--- Begin ---
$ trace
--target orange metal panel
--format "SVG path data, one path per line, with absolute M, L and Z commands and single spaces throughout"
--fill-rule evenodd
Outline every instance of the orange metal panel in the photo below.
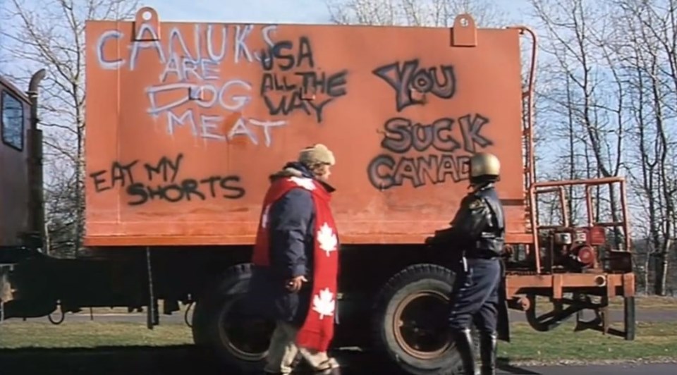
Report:
M 151 16 L 86 25 L 87 245 L 251 243 L 268 175 L 316 142 L 346 243 L 446 225 L 480 150 L 525 233 L 518 30 Z

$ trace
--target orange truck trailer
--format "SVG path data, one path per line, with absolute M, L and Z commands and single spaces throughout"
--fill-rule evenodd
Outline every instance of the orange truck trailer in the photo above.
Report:
M 44 250 L 45 72 L 25 93 L 2 81 L 3 319 L 145 307 L 152 328 L 159 301 L 163 314 L 183 304 L 196 344 L 260 368 L 273 326 L 243 314 L 240 297 L 267 177 L 321 142 L 337 158 L 335 347 L 413 374 L 458 365 L 444 329 L 454 274 L 423 244 L 453 216 L 463 161 L 480 151 L 502 164 L 508 306 L 538 331 L 575 316 L 577 329 L 634 338 L 624 180 L 535 178 L 528 27 L 478 28 L 468 14 L 451 28 L 164 22 L 145 7 L 133 20 L 88 20 L 85 33 L 85 254 Z M 602 185 L 619 189 L 614 222 L 595 222 Z M 587 192 L 584 224 L 566 219 L 573 186 Z M 542 194 L 559 195 L 562 223 L 540 222 Z M 610 328 L 615 296 L 623 330 Z M 551 311 L 537 309 L 544 299 Z M 584 321 L 586 309 L 595 317 Z

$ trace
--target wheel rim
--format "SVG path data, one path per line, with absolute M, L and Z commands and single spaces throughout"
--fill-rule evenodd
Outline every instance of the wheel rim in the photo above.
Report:
M 260 361 L 267 354 L 275 323 L 243 314 L 243 298 L 236 297 L 226 302 L 219 319 L 219 334 L 233 356 L 245 361 Z
M 453 345 L 445 321 L 449 298 L 432 290 L 407 296 L 395 310 L 393 331 L 398 345 L 410 355 L 431 359 Z

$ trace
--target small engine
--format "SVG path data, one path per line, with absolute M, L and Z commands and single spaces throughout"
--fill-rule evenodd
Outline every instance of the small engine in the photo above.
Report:
M 558 230 L 552 234 L 549 247 L 551 266 L 578 270 L 595 268 L 598 264 L 596 247 L 605 242 L 602 227 Z

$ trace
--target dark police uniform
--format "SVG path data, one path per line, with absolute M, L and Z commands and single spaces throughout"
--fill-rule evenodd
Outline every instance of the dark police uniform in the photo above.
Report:
M 456 276 L 450 296 L 449 326 L 465 374 L 474 374 L 470 326 L 475 324 L 480 333 L 481 373 L 494 374 L 505 216 L 493 182 L 475 185 L 461 201 L 451 225 L 427 240 L 452 250 L 451 260 Z

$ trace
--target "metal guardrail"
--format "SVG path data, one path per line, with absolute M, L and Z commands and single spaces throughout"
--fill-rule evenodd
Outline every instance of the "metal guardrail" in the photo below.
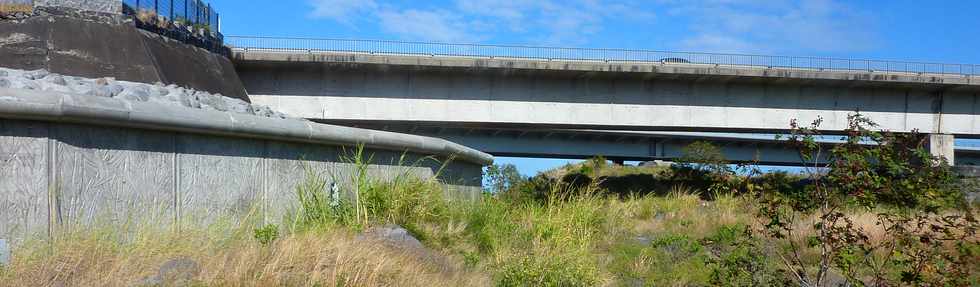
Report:
M 30 13 L 34 0 L 0 0 L 0 13 Z
M 424 56 L 511 58 L 552 61 L 688 63 L 810 70 L 848 70 L 980 76 L 980 65 L 911 61 L 839 59 L 825 57 L 766 56 L 670 52 L 631 49 L 559 48 L 518 45 L 451 44 L 386 40 L 276 38 L 226 36 L 232 49 L 248 51 L 307 51 Z
M 221 16 L 211 4 L 201 0 L 122 0 L 128 14 L 153 13 L 172 22 L 203 25 L 220 35 Z

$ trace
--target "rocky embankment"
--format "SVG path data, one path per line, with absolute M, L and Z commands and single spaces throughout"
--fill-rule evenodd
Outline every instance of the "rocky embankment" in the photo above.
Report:
M 144 84 L 113 78 L 83 78 L 59 75 L 44 70 L 24 71 L 0 68 L 0 88 L 53 91 L 93 97 L 116 98 L 138 102 L 159 102 L 188 108 L 250 114 L 269 118 L 288 118 L 269 107 L 252 105 L 221 94 L 179 87 Z M 0 100 L 3 97 L 0 96 Z

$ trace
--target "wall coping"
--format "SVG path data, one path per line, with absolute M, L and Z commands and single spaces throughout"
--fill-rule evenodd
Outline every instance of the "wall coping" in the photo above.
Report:
M 364 144 L 368 148 L 452 156 L 480 165 L 493 163 L 489 154 L 439 138 L 63 92 L 0 88 L 0 118 L 324 145 Z

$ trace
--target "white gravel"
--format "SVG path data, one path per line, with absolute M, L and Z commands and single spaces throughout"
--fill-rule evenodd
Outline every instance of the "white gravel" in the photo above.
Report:
M 24 71 L 0 68 L 0 88 L 65 92 L 138 102 L 157 102 L 188 108 L 249 114 L 269 118 L 290 118 L 269 107 L 252 105 L 221 94 L 162 83 L 144 84 L 114 78 L 90 79 L 64 76 L 45 70 Z

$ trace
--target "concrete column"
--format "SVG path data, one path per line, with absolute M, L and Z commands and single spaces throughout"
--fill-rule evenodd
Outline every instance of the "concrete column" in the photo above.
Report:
--- End ---
▶ Exercise goal
Reproduce all of the records above word for word, leaving out the pictures.

▶ Answer for the task
$ trace
--target orange metal panel
--format "SVG path data, one path per line, with absolute M, L and Z commands and single spaces throughout"
--fill-rule evenodd
Outline every instance of the orange metal panel in the photo below.
Report:
M 151 16 L 86 25 L 87 245 L 251 243 L 268 175 L 316 142 L 346 243 L 446 225 L 480 150 L 525 233 L 518 30 Z

$ trace
--target orange truck trailer
--format "SVG path data, one path per line, with absolute M, L and Z commands and single spaces throughout"
--fill-rule evenodd
Outline every instance of the orange truck trailer in the photo above.
Report:
M 44 250 L 45 72 L 25 93 L 2 81 L 3 319 L 145 307 L 152 328 L 159 301 L 163 314 L 183 304 L 196 344 L 260 368 L 273 326 L 243 314 L 240 297 L 267 177 L 321 142 L 337 158 L 335 347 L 413 374 L 458 365 L 444 329 L 454 274 L 423 244 L 453 216 L 463 161 L 480 151 L 502 164 L 508 306 L 538 331 L 575 316 L 577 329 L 634 338 L 624 180 L 535 178 L 528 27 L 478 28 L 468 14 L 451 28 L 164 22 L 145 7 L 133 20 L 88 20 L 85 33 L 85 254 Z M 602 185 L 619 189 L 614 222 L 595 222 Z M 587 192 L 584 224 L 566 219 L 573 186 Z M 542 194 L 559 195 L 562 223 L 540 222 Z M 610 328 L 615 296 L 623 330 Z M 551 311 L 537 309 L 544 299 Z M 584 321 L 586 309 L 595 317 Z

$ trace
--target wheel rim
--format "SVG path data, one path per line, with absolute M, L and Z commands and single spaces throughout"
--fill-rule evenodd
Outline every instance of the wheel rim in the photo above.
Report:
M 260 361 L 267 354 L 275 323 L 243 314 L 243 298 L 236 297 L 226 302 L 219 319 L 219 334 L 233 356 L 245 361 Z
M 453 345 L 445 321 L 449 298 L 432 290 L 407 296 L 395 310 L 393 331 L 398 345 L 410 355 L 431 359 Z

$ trace
--target small engine
--format "SVG path data, one path per line, with absolute M, L and Z commands and single spaces throughout"
--fill-rule evenodd
Outline every instance of the small engine in the photo above.
Report:
M 558 230 L 552 234 L 549 247 L 551 266 L 578 270 L 595 268 L 598 264 L 596 247 L 605 242 L 602 227 Z

$ trace
--target dark police uniform
--format "SVG path data, one path per line, with absolute M, L and Z commands and single spaces throughout"
--fill-rule evenodd
Outline every instance of the dark police uniform in the photo above.
Report:
M 456 276 L 450 296 L 449 326 L 465 374 L 474 374 L 470 326 L 475 324 L 480 333 L 481 373 L 494 374 L 505 216 L 493 182 L 475 185 L 461 201 L 451 225 L 427 240 L 452 250 L 451 260 Z

$ trace
--target "metal guardrail"
--format "SVG path data, one path per line, with absolute M, L and Z commands and single spaces throughout"
--fill-rule evenodd
Outline every instance of the "metal guardrail" in the photo below.
Report:
M 30 13 L 34 0 L 0 0 L 0 13 Z
M 424 56 L 511 58 L 552 61 L 688 63 L 810 70 L 848 70 L 980 76 L 980 65 L 911 61 L 839 59 L 825 57 L 766 56 L 670 52 L 631 49 L 559 48 L 518 45 L 451 44 L 386 40 L 276 38 L 226 36 L 232 49 L 248 51 L 307 51 Z
M 221 16 L 211 4 L 201 0 L 122 0 L 128 14 L 153 13 L 172 22 L 203 25 L 220 35 Z

$ trace
--target "rocky embankment"
--format "SVG path data, one path per line, with absolute M, L and Z commands and single spaces throughout"
--fill-rule evenodd
Outline every instance of the "rocky embankment" in the photo above.
Report:
M 144 84 L 113 78 L 83 78 L 59 75 L 44 70 L 24 71 L 0 68 L 0 88 L 53 91 L 93 97 L 116 98 L 138 102 L 159 102 L 188 108 L 250 114 L 269 118 L 288 118 L 269 107 L 252 105 L 221 94 L 179 87 Z M 0 100 L 3 97 L 0 96 Z

$ trace
--target "wall coping"
--format "SVG path data, one path per line, with absolute M, L and Z commands and single spaces throughout"
--fill-rule evenodd
Outline every instance of the "wall coping" in the photo above.
Report:
M 364 144 L 368 148 L 452 156 L 480 165 L 493 163 L 489 154 L 439 138 L 63 92 L 0 88 L 0 118 L 324 145 Z

$ trace
--target "white gravel"
--format "SVG path data, one path per line, with absolute M, L and Z commands and single spaces throughout"
--fill-rule evenodd
Outline every instance of the "white gravel" in the photo above.
Report:
M 24 71 L 0 68 L 0 88 L 65 92 L 138 102 L 157 102 L 188 108 L 249 114 L 269 118 L 290 118 L 269 107 L 252 105 L 221 94 L 162 83 L 144 84 L 114 78 L 90 79 L 64 76 L 45 70 Z

$ trace
--target "concrete column"
--format "SVG path data, one path per line, with absolute M, L and Z commands and single spaces throughout"
--fill-rule evenodd
Outline every instance of the "concrete column" in the photo above.
Report:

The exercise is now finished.